**Job:**
Copy the lines of the records verbatim, starting at the first line of the records and ending with the line that contains "box: [91, 104, 119, 123]". Leave the pictures out of your copy.

━━━ Exercise inputs ━━━

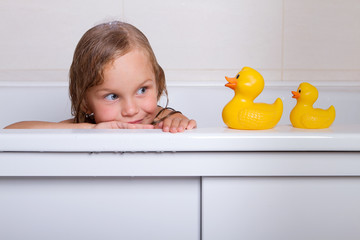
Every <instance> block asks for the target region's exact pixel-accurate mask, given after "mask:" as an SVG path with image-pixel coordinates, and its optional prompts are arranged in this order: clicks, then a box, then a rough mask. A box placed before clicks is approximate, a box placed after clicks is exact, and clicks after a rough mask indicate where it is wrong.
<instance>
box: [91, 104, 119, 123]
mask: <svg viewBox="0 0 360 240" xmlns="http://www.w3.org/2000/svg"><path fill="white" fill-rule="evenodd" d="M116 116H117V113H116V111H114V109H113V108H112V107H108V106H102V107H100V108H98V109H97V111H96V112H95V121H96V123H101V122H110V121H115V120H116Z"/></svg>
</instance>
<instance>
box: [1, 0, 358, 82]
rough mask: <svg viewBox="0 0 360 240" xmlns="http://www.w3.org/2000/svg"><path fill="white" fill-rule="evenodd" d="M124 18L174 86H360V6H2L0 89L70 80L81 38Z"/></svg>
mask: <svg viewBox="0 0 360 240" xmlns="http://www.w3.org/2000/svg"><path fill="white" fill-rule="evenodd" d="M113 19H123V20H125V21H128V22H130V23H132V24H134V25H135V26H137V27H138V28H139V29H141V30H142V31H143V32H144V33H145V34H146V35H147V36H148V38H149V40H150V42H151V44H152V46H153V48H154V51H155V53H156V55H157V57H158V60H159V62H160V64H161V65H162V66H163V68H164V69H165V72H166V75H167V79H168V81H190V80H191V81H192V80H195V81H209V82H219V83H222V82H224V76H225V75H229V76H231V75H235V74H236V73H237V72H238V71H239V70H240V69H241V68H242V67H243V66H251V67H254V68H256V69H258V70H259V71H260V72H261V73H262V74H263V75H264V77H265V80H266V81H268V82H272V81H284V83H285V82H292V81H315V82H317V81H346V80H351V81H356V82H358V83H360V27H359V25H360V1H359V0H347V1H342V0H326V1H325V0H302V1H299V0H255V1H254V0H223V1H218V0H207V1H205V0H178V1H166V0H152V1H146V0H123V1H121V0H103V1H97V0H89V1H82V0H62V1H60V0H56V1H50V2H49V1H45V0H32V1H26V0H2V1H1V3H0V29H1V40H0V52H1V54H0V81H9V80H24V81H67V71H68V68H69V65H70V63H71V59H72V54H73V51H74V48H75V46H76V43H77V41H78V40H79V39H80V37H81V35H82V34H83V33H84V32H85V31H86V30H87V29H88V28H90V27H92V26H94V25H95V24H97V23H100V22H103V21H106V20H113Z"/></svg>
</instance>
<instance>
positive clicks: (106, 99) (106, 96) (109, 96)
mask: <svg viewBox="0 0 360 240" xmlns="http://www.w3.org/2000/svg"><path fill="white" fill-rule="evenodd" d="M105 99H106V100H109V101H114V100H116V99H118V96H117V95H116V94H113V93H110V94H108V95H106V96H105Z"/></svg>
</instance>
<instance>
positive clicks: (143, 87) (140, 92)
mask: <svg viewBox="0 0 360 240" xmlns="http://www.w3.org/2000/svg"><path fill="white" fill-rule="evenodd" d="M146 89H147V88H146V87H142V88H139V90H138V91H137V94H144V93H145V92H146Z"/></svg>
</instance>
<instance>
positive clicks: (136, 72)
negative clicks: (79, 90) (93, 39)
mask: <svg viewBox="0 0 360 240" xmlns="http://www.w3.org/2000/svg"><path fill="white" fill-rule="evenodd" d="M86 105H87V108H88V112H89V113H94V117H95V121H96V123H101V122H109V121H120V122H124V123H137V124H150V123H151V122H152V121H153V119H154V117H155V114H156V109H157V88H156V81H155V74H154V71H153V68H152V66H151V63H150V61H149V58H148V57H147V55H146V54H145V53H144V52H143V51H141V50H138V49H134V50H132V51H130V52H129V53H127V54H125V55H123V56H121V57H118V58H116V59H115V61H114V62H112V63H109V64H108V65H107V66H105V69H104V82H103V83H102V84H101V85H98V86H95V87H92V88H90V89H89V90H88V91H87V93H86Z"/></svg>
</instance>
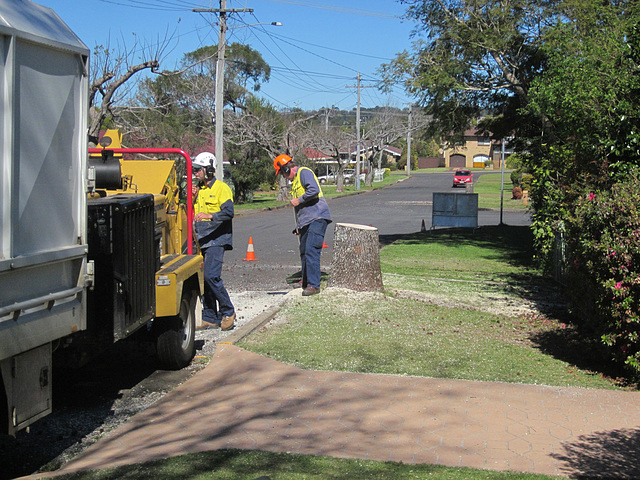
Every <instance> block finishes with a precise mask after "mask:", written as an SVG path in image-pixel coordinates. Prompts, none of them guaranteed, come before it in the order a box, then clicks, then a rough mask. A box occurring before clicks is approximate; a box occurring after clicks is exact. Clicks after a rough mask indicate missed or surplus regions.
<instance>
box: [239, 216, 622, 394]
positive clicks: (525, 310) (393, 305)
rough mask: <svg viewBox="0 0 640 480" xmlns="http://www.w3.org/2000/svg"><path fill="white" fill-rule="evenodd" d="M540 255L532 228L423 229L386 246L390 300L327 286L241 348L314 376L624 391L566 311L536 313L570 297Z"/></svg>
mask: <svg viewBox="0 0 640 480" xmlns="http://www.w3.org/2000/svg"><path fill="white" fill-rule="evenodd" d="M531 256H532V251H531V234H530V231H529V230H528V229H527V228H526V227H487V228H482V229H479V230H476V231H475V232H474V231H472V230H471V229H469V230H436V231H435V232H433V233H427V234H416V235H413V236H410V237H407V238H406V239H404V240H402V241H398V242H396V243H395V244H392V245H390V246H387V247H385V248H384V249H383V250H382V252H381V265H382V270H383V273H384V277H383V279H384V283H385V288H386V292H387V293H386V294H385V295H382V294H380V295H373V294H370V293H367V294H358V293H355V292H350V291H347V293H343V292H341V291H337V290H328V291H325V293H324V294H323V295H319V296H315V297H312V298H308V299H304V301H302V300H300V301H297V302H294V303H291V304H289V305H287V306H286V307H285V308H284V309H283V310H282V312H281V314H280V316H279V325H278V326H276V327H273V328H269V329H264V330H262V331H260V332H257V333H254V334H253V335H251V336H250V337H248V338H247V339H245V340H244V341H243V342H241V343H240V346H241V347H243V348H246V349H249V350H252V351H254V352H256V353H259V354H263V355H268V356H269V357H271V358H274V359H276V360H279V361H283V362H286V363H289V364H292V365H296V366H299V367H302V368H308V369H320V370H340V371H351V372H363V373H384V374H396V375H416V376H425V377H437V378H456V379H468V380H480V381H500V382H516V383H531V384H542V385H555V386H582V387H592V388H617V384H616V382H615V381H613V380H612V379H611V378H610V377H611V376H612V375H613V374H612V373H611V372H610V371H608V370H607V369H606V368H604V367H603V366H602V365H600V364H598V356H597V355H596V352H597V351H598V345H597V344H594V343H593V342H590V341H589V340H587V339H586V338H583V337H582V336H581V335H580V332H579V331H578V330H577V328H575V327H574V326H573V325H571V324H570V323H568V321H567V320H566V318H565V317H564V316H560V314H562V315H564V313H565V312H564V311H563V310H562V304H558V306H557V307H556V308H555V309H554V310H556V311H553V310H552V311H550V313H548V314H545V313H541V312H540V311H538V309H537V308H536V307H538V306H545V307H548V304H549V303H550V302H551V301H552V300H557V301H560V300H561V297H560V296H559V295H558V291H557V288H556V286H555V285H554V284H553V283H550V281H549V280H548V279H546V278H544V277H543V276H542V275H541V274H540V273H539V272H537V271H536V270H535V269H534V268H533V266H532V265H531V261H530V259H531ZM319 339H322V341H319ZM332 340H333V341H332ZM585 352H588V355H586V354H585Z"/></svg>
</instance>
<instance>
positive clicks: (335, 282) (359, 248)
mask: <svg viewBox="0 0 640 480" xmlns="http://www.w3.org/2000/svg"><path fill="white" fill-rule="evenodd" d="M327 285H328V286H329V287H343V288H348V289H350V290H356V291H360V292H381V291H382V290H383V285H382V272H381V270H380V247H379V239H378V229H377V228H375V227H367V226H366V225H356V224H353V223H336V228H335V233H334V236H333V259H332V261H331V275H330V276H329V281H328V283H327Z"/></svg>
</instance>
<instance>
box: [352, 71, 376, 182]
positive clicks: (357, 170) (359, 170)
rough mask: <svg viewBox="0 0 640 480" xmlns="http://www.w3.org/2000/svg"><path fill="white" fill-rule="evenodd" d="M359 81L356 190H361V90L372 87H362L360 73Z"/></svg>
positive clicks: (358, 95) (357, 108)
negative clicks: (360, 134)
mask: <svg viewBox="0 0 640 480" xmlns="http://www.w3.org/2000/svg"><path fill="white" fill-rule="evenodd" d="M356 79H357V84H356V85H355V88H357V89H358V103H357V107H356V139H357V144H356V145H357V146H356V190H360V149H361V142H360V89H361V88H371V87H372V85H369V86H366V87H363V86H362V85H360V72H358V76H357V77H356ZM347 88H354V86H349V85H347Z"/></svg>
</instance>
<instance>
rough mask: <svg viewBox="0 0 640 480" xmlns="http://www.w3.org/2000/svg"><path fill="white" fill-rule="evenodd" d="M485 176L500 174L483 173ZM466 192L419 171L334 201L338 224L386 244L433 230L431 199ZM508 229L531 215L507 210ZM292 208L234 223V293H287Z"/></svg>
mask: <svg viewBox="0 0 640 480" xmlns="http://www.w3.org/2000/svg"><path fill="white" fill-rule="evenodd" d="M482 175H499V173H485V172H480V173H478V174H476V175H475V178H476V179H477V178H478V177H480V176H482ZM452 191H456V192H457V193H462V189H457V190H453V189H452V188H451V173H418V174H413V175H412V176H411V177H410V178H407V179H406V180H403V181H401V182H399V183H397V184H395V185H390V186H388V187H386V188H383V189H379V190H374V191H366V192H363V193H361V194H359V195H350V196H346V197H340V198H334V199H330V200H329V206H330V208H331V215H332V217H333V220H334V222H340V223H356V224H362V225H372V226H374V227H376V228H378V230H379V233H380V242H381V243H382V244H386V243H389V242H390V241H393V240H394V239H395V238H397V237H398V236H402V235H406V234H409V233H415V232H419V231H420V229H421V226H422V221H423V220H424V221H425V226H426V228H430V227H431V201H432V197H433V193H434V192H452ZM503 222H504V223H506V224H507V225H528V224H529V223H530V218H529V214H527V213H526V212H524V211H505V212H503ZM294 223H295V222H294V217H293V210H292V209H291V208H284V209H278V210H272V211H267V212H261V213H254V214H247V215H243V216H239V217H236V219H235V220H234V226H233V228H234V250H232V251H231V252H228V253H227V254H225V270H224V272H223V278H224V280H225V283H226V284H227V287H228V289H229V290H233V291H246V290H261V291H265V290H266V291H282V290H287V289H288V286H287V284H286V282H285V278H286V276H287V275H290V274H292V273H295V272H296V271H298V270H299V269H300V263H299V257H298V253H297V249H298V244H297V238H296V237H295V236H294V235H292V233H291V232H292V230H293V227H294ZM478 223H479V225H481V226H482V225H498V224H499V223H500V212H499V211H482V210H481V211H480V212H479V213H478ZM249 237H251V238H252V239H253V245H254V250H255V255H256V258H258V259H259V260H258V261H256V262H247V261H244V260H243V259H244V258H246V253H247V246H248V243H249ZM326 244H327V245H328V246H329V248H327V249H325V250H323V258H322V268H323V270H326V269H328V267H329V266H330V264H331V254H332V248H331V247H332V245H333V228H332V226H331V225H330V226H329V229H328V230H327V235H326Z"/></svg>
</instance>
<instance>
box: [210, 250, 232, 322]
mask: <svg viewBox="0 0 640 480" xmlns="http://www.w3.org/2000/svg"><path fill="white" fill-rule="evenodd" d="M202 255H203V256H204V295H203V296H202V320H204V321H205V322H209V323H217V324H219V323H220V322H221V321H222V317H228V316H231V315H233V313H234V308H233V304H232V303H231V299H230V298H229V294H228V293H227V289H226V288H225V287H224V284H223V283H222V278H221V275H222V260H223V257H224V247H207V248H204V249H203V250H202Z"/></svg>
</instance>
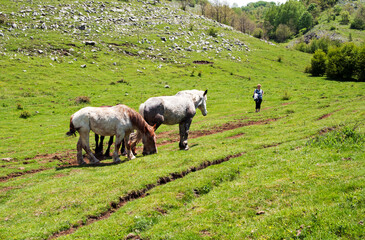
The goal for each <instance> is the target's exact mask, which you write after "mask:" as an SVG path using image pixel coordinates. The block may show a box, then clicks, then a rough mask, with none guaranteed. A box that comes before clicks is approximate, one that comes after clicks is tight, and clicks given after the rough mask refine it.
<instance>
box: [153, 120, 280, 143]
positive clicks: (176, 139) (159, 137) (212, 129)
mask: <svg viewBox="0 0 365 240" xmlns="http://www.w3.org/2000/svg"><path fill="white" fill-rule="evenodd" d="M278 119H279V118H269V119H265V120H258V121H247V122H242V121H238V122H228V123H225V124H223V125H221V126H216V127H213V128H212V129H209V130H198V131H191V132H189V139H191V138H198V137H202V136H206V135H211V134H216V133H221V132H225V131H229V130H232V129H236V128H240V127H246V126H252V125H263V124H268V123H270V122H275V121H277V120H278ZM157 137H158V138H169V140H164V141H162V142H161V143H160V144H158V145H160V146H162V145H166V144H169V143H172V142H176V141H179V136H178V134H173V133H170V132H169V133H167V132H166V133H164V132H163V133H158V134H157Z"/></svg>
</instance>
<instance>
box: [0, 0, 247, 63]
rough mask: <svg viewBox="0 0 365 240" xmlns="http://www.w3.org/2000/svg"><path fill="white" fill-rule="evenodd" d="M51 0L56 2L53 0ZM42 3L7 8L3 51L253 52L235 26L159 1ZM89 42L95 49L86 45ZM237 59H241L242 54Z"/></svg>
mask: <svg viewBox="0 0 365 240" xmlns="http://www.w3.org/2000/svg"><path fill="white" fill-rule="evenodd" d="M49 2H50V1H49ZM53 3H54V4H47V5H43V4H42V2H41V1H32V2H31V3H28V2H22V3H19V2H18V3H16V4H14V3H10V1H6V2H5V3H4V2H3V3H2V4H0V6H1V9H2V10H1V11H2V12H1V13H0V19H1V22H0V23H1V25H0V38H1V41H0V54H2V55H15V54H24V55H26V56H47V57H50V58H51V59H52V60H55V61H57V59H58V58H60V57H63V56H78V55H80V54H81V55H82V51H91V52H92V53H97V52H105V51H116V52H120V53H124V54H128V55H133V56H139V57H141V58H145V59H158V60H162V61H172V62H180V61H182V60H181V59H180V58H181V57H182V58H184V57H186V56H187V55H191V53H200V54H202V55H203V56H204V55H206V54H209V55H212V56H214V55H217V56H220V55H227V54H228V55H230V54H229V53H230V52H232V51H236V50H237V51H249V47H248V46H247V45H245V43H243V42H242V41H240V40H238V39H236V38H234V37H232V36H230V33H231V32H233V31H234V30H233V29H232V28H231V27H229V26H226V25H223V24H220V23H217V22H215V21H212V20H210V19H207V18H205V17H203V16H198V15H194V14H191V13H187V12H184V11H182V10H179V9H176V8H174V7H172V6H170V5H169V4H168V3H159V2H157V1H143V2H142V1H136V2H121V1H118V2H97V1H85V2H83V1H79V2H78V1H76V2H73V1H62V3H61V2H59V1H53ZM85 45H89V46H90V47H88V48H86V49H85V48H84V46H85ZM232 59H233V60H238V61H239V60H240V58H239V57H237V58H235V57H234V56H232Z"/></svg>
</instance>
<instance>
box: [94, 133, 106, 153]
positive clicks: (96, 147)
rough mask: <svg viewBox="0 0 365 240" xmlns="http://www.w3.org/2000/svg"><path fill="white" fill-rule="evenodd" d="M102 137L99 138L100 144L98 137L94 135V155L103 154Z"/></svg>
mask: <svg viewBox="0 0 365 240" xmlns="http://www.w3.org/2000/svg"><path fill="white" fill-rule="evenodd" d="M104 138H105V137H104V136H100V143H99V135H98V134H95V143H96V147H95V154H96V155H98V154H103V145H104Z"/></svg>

━━━

**Response:**
Every <instance> block asks for the target region's exact pixel-accurate mask, given after "mask:" as an SVG path with image-pixel coordinates, and its optional prompts are arranged in this order: clicks, then a box, then a rough mask. A box placed before clicks is approximate, a box placed after clicks is exact, and clicks after a rough mask indicate where it is wrong.
<instance>
box: [91, 104, 119, 123]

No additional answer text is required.